EXERCISE SET
1/ List every dollar figure given in numerals in the article on AI investment pledges at the India AI Impact Summit 2026.
2/ Take the article on AI investment pledges at the India AI Impact Summit 2026 further, beginning after its final sentence.
==== DOCUMENT PASSAGE
Tech giants and conglomerates pledge billions at India AI Impact Summit 2026

Tech giants and conglomerates pledge billions at India AI Impact Summit 2026

Global technology companies and major Indian conglomerates used the India AI Impact Summit 2026 in New Delhi as a platform to commit massive investments in artificial intelligence infrastructure, signaling strong confidence in India’s future as a major AI hub. Reliance Industries and its telecom arm Jio announced plans to invest about $110 billion over the next seven years to build AI and data infrastructure, including gigawatt-scale AI-ready data centres and edge compute networks. Likewise, the Adani Group pledged $100 billion to develop renewable-powered hyperscale AI data centres by 2035, a move estimated to catalyse an additional $150 billion in related industries.

From the global tech side, Microsoft said it aims to invest $50 billion by 2030 to expand AI capabilities across the Global South, with existing investments in India already totalling billions for cloud and AI infrastructure expansion. This follows earlier commitments where Microsoft had invested roughly $17.5 billion in India’s AI ecosystem. Other technology leaders like Google have earmarked large-scale infrastructure spending too — for example, more than $15 billion for an AI hub in southern India designed to support advanced compute and connectivity projects.
========
==== SUPPLIED RECORDS
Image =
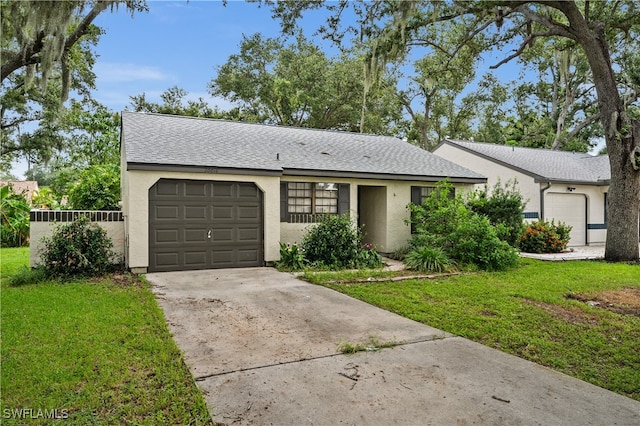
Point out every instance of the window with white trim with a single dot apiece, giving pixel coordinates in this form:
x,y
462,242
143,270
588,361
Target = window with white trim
x,y
314,198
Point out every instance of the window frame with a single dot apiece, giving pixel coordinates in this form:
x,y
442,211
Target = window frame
x,y
340,205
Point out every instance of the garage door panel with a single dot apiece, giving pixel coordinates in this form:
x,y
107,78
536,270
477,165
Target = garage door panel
x,y
248,191
198,235
222,212
249,234
248,212
222,189
204,224
247,255
570,209
196,189
164,212
167,260
198,212
167,188
222,258
223,235
195,258
171,236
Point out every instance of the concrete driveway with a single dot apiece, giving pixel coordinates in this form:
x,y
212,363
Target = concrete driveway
x,y
263,347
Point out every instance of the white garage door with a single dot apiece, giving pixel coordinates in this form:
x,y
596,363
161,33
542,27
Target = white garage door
x,y
570,209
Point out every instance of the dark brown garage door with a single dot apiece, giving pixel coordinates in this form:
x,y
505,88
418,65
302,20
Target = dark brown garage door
x,y
204,225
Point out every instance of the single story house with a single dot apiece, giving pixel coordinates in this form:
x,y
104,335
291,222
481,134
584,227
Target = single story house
x,y
201,193
565,186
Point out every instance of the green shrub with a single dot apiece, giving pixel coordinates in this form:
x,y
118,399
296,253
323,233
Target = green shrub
x,y
400,253
336,243
465,236
97,188
545,237
503,206
429,259
291,257
368,257
14,211
79,248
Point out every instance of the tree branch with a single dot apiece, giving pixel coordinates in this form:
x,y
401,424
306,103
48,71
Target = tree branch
x,y
582,125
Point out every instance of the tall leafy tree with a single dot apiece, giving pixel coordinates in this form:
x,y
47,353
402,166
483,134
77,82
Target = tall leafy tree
x,y
174,102
597,28
46,53
298,85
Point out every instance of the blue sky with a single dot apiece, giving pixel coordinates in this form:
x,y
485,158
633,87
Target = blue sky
x,y
180,43
176,43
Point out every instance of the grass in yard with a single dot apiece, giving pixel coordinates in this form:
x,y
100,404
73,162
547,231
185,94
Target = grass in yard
x,y
537,311
97,351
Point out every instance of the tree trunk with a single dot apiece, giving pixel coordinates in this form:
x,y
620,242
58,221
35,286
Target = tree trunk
x,y
624,200
622,136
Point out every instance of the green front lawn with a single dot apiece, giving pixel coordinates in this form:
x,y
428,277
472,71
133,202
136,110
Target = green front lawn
x,y
537,311
90,351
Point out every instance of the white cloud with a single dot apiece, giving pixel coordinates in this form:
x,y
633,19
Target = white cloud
x,y
118,72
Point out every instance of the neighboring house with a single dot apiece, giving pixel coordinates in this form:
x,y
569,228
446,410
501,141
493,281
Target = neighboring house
x,y
200,193
565,186
28,188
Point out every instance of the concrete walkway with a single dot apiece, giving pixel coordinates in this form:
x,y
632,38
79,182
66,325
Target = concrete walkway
x,y
573,253
263,347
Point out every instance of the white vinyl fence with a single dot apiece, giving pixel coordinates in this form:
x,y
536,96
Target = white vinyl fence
x,y
44,222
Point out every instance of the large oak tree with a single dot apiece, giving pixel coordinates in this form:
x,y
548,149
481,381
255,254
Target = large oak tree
x,y
595,27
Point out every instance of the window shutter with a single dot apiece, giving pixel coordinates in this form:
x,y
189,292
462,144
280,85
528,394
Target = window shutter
x,y
283,201
344,195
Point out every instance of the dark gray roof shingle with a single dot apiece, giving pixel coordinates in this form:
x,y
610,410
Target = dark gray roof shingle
x,y
544,164
159,139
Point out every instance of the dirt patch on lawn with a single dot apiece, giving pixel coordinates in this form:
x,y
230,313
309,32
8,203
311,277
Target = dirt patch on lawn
x,y
625,301
572,315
========
TASK-BY-TASK OUTPUTS
1/ $110 billion, $100 billion, $150 billion, $50 billion, $17.5 billion, $15 billion

2/
Partnerships announced at the summit add further depth to these commitments. Tata Consultancy Services (TCS) signed up OpenAI as a primary customer for its AI infrastructure initiative, with plans to build an initial 100 MW of AI capacity that could scale to 1 GW, while Indian provider Yotta Data Services will invest $2 billion in deploying Nvidia’s high-end AI chips for a new computing hub. In parallel, infrastructure major Larsen & Toubro unveiled plans with Nvidia for a large-scale AI “factory” to support next-generation workloads.

Taken together, the summit’s investment announcements — which securing more than $250 billion in infrastructure commitments according to India’s union IT minister — reflect not just commercial bets on AI’s growth but also a broader push to build sovereign AI infrastructure, data centres, and computing ecosystems that can support advanced models, cloud services, and enterprise deployment locally. These pledges underscore India’s rising prominence in the global AI landscape and the strategic interest of both domestic and international players in long-term tech expansion.